Data supplied:
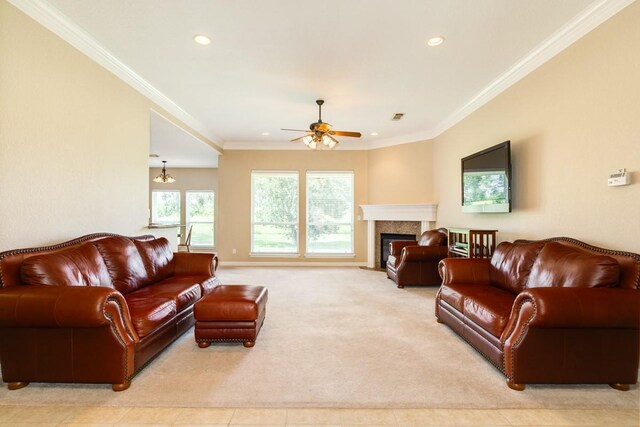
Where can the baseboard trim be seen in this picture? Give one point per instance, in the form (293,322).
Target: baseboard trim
(292,264)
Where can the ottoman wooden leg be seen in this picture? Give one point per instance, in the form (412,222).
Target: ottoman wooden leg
(17,385)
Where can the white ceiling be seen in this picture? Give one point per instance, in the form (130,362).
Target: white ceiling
(179,148)
(270,60)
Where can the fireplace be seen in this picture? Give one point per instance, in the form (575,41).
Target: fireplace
(385,238)
(424,214)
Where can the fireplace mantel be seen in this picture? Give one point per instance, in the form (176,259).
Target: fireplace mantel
(413,212)
(423,212)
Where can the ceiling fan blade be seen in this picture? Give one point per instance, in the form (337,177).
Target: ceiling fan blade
(344,133)
(298,138)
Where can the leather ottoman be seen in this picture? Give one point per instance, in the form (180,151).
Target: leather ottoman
(230,313)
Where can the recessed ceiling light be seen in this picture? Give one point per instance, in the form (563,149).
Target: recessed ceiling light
(435,41)
(201,39)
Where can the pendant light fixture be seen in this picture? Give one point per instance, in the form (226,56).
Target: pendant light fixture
(164,176)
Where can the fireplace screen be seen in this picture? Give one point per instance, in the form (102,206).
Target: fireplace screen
(385,238)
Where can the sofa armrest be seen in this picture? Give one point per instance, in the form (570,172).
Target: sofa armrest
(195,263)
(559,307)
(64,307)
(396,246)
(423,253)
(465,270)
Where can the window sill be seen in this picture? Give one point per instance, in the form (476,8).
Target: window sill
(273,255)
(329,255)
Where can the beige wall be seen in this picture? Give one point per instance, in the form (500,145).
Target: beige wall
(74,141)
(197,179)
(401,174)
(234,213)
(572,122)
(74,145)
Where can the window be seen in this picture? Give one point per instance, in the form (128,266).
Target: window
(330,212)
(165,207)
(274,212)
(199,214)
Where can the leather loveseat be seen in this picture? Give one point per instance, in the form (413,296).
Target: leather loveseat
(415,262)
(555,311)
(95,309)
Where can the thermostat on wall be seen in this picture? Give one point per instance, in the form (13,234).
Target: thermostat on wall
(619,178)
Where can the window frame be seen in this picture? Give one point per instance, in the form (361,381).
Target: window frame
(296,252)
(153,204)
(349,254)
(213,219)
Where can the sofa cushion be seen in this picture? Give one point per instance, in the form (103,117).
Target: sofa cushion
(149,313)
(184,290)
(157,257)
(511,264)
(77,266)
(124,263)
(432,238)
(564,266)
(392,261)
(487,306)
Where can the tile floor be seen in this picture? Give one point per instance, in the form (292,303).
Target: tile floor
(246,417)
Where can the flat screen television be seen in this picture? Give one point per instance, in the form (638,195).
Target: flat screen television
(486,180)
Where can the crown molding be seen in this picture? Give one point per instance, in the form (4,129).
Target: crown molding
(587,20)
(56,22)
(289,146)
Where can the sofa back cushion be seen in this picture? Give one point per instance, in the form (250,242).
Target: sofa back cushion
(432,238)
(124,263)
(559,265)
(79,266)
(511,264)
(157,257)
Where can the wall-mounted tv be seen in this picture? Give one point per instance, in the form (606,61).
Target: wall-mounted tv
(486,180)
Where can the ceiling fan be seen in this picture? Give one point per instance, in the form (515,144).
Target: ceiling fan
(321,134)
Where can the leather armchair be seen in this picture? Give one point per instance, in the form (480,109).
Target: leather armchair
(415,262)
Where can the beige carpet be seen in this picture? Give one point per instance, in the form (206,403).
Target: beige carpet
(333,337)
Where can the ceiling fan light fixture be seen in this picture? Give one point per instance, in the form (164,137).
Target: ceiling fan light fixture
(435,41)
(163,176)
(202,39)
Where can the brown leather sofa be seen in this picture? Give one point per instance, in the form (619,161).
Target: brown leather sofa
(554,311)
(95,309)
(415,262)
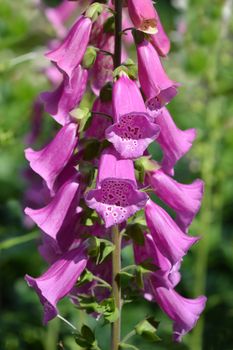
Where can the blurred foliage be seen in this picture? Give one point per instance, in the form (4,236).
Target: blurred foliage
(201,59)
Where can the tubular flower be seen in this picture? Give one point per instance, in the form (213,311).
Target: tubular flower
(171,241)
(116,197)
(174,142)
(70,53)
(157,87)
(132,131)
(58,213)
(184,199)
(67,96)
(95,175)
(46,162)
(184,312)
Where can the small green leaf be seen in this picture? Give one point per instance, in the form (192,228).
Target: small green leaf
(86,277)
(89,57)
(82,115)
(94,11)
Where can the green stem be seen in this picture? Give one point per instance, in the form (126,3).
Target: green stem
(116,236)
(118,30)
(116,289)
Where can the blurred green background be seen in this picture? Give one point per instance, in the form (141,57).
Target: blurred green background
(201,59)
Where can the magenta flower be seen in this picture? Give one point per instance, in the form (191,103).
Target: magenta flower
(132,131)
(157,87)
(184,312)
(170,240)
(67,96)
(58,280)
(99,123)
(59,15)
(174,142)
(70,53)
(142,14)
(55,218)
(51,160)
(184,199)
(160,40)
(167,275)
(116,197)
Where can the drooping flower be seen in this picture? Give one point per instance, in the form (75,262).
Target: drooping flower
(60,102)
(184,312)
(51,160)
(158,88)
(184,199)
(58,280)
(55,218)
(160,40)
(70,53)
(132,130)
(166,275)
(142,14)
(116,197)
(170,240)
(174,142)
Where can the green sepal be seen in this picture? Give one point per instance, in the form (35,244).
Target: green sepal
(89,57)
(106,308)
(148,329)
(99,248)
(86,339)
(82,115)
(86,277)
(94,11)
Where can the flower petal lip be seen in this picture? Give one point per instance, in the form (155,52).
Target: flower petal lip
(171,241)
(70,52)
(175,143)
(157,87)
(184,199)
(58,280)
(51,160)
(132,134)
(118,202)
(184,312)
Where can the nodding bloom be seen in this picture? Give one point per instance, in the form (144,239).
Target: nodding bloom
(116,196)
(157,87)
(55,218)
(132,131)
(174,142)
(184,312)
(52,159)
(100,123)
(143,15)
(70,53)
(58,280)
(171,241)
(184,199)
(67,96)
(166,275)
(103,67)
(160,40)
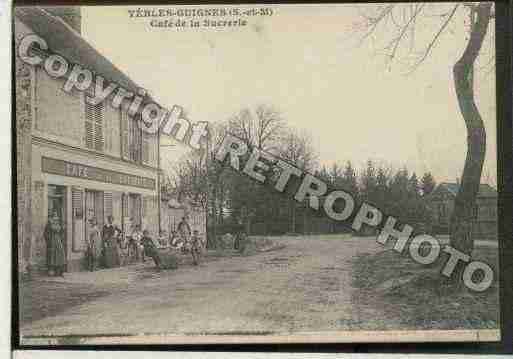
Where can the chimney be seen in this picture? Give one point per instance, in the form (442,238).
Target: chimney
(69,14)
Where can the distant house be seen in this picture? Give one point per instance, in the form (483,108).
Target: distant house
(441,203)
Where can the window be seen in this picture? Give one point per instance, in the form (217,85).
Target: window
(107,198)
(94,125)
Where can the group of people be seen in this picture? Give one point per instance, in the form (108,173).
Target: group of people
(105,247)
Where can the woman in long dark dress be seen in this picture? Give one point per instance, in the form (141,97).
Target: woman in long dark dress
(55,256)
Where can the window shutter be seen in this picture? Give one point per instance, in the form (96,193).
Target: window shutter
(107,198)
(98,131)
(89,126)
(125,134)
(77,202)
(125,205)
(93,125)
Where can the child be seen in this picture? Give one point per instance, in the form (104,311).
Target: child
(150,249)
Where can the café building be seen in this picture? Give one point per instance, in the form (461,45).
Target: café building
(82,161)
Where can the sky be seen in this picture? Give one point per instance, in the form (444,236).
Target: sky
(306,61)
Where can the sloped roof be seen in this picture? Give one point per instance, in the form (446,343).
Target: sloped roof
(485,190)
(65,41)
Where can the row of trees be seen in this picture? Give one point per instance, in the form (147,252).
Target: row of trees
(232,198)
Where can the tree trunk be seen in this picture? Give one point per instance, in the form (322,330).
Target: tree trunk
(463,214)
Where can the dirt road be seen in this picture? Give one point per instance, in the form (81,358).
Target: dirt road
(305,286)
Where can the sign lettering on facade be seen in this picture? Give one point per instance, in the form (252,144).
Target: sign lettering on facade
(70,169)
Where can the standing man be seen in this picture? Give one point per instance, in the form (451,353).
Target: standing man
(55,256)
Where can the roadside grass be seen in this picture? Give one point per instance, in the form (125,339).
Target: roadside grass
(415,296)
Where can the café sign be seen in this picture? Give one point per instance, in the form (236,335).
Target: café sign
(70,169)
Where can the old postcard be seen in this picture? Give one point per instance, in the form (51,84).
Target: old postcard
(256,173)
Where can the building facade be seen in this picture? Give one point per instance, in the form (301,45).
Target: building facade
(76,160)
(441,204)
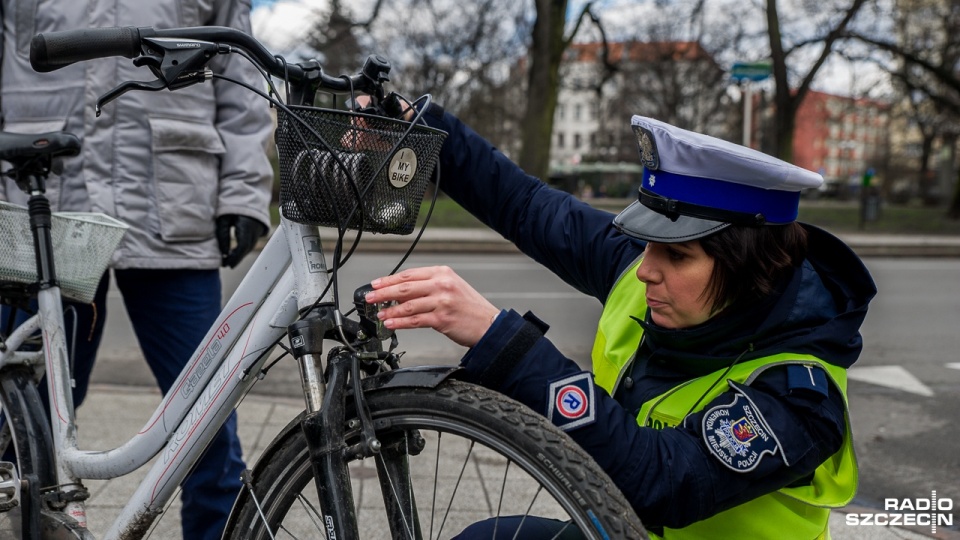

Work to do: Rewrite the listing from the line containing "Where can the café building" through the end, putting "unpaved road" wherever "dirt road" appears and changing nothing else. Leave the pictures out.

Exercise result:
Where can the café building be seen in this picture? Give one point per instance, in the form (461,45).
Target: café building
(82,161)
Where can the sky be seen in this picture? Give one point per instance, in the form (444,236).
Target: sky
(306,61)
Where can the sloped roof be seen in this picture? Give one point per instance, in the form (446,343).
Target: sloped roof
(485,190)
(65,41)
Where can the row of trees be seen in this picture? Give one point per instance, in the form (147,252).
Target: row of trees
(232,198)
Where can the tree trunk be seen in this picture? Give one point per instance, in the form (322,330).
Target: tree trunk
(463,214)
Where can the unpaved road be seen in this picture? Give one point per instance, in the form (81,358).
Target: unpaved road
(305,286)
Where can the sign lettering on facade be seen in this picture? Give one point per instance, in the form (252,144).
Target: sign lettering on facade
(70,169)
Where can the standing man be seen in this picture? Give one point per instance, in the form (451,353).
Target: standing man
(55,256)
Where can the roadside grass be seen in this picture? Give one point per instance, in the form (125,339).
Target: roadside grass
(415,296)
Where can the café sign be seen in this picture? Give one point per instance, in the form (236,335).
Target: café sign
(70,169)
Where can the old postcard be seen in this picture? Give one point per instance, in the form (51,84).
Target: old postcard
(256,173)
Where can the building facade be seen in this picture? Give one point per instance, in the form (301,45).
Target: building facade
(76,160)
(441,204)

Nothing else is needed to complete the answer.